- _TEXTE À LIRE_:
_ _ _

Cette disposition combattue par le Barreau constitue une sorte de rupture d’égalité devant la loi. En effet, il existe une cour d’assises par département (ceci demeure inchangé) ainsi qu’un juge d’instruction, au moins, compétent en matière criminelle (c’est ce qui change). La création des pôles d’instruction va concentrer la justice pénale dans les grandes villes, et éloigner les justiciables de leurs avocats les plus proches. Elle va privilégier les avocats des grandes villes et risque à terme de faire péricliter la culture de défense pénale dont peut s’enorgueillir le Barreau français. Cette culture indispensable à la bonne santé d’une démocratie s’entretient notamment par l’existence de débats criminels au plus près des victimes, des témoins, des présumés coupables, bref au plus près des gens. Nous ne voyons pas de raison particulière de défiance à l’égard de la justice en milieu rural, tous les praticiens savent que de « petits Outreau » peuvent exister quelle que soit la taille de la juridiction.

La cosaisine
Cette mesure est applicable dès la parution d’un décret, et au plus tard le 1er mars 2008.

Un article 83-1 du code de procédure pénale prévoit la désignation d’un ou plusieurs juges pour être adjoints au juge de l’instruction chargé d’une information « lorsque la gravité ou la complexité de l’affaire le justifie ». On peut penser que cette pratique, comme aujourd’hui, pourra être réservée à certaines affaires « sensibles » ou à certains dossiers complexes en raison de la nature de l’affaire ou du nombre de personnes impliquées (auteurs présumés ou victimes).

Pour l’avocat, l’intérêt majeur de ce texte provient du fait que la cosaisine qui est de la responsabilité du président du tribunal de grande instance peut intervenir soit d’office, soit sur réquisitoire du ministère public ou sur requête des parties si le juge initialement désigné donne son accord.

_ _ _

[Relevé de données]
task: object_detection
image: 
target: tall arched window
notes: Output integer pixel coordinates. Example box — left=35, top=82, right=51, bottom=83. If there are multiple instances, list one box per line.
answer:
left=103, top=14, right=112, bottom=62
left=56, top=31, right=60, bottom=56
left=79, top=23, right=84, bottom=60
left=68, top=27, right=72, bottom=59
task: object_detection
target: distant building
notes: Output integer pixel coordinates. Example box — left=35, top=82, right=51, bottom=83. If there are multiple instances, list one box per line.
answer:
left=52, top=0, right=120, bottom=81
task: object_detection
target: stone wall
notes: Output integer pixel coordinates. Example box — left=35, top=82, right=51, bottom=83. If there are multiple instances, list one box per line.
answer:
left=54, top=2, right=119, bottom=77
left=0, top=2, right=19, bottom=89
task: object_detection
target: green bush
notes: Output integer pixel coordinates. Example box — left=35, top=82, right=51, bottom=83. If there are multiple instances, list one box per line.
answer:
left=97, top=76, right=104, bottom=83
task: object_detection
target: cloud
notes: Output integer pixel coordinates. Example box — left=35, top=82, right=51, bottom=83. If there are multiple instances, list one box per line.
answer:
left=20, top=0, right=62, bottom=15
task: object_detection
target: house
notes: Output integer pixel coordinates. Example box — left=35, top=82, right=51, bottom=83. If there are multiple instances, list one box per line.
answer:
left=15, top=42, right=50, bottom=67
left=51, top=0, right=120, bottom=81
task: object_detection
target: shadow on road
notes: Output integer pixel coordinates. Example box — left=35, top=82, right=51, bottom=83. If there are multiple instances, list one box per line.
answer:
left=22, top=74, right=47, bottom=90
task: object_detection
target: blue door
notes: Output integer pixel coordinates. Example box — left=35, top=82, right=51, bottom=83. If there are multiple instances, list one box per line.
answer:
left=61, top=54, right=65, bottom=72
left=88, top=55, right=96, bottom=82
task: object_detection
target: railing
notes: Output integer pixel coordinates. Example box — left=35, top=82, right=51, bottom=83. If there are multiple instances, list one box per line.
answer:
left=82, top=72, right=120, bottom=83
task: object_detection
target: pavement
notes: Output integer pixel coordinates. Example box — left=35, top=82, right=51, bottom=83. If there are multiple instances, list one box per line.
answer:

_ _ _

- _CE QUI EST DEMANDÉ_:
Extrayez en entier le texte sur les pôles d'instruction et la cosaisine, en le reproduisant mot pour mot. Le relevé n'est d'aucune utilité ici.

- _SOLUTION RÉDIGÉE_:
Cette disposition combattue par le Barreau constitue une sorte de rupture d’égalité devant la loi. En effet, il existe une cour d’assises par département (ceci demeure inchangé) ainsi qu’un juge d’instruction, au moins, compétent en matière criminelle (c’est ce qui change). La création des pôles d’instruction va concentrer la justice pénale dans les grandes villes, et éloigner les justiciables de leurs avocats les plus proches. Elle va privilégier les avocats des grandes villes et risque à terme de faire péricliter la culture de défense pénale dont peut s’enorgueillir le Barreau français. Cette culture indispensable à la bonne santé d’une démocratie s’entretient notamment par l’existence de débats criminels au plus près des victimes, des témoins, des présumés coupables, bref au plus près des gens. Nous ne voyons pas de raison particulière de défiance à l’égard de la justice en milieu rural, tous les praticiens savent que de « petits Outreau » peuvent exister quelle que soit la taille de la juridiction.

La cosaisine
Cette mesure est applicable dès la parution d’un décret, et au plus tard le 1er mars 2008.

Un article 83-1 du code de procédure pénale prévoit la désignation d’un ou plusieurs juges pour être adjoints au juge de l’instruction chargé d’une information « lorsque la gravité ou la complexité de l’affaire le justifie ». On peut penser que cette pratique, comme aujourd’hui, pourra être réservée à certaines affaires « sensibles » ou à certains dossiers complexes en raison de la nature de l’affaire ou du nombre de personnes impliquées (auteurs présumés ou victimes).

Pour l’avocat, l’intérêt majeur de ce texte provient du fait que la cosaisine qui est de la responsabilité du président du tribunal de grande instance peut intervenir soit d’office, soit sur réquisitoire du ministère public ou sur requête des parties si le juge initialement désigné donne son accord.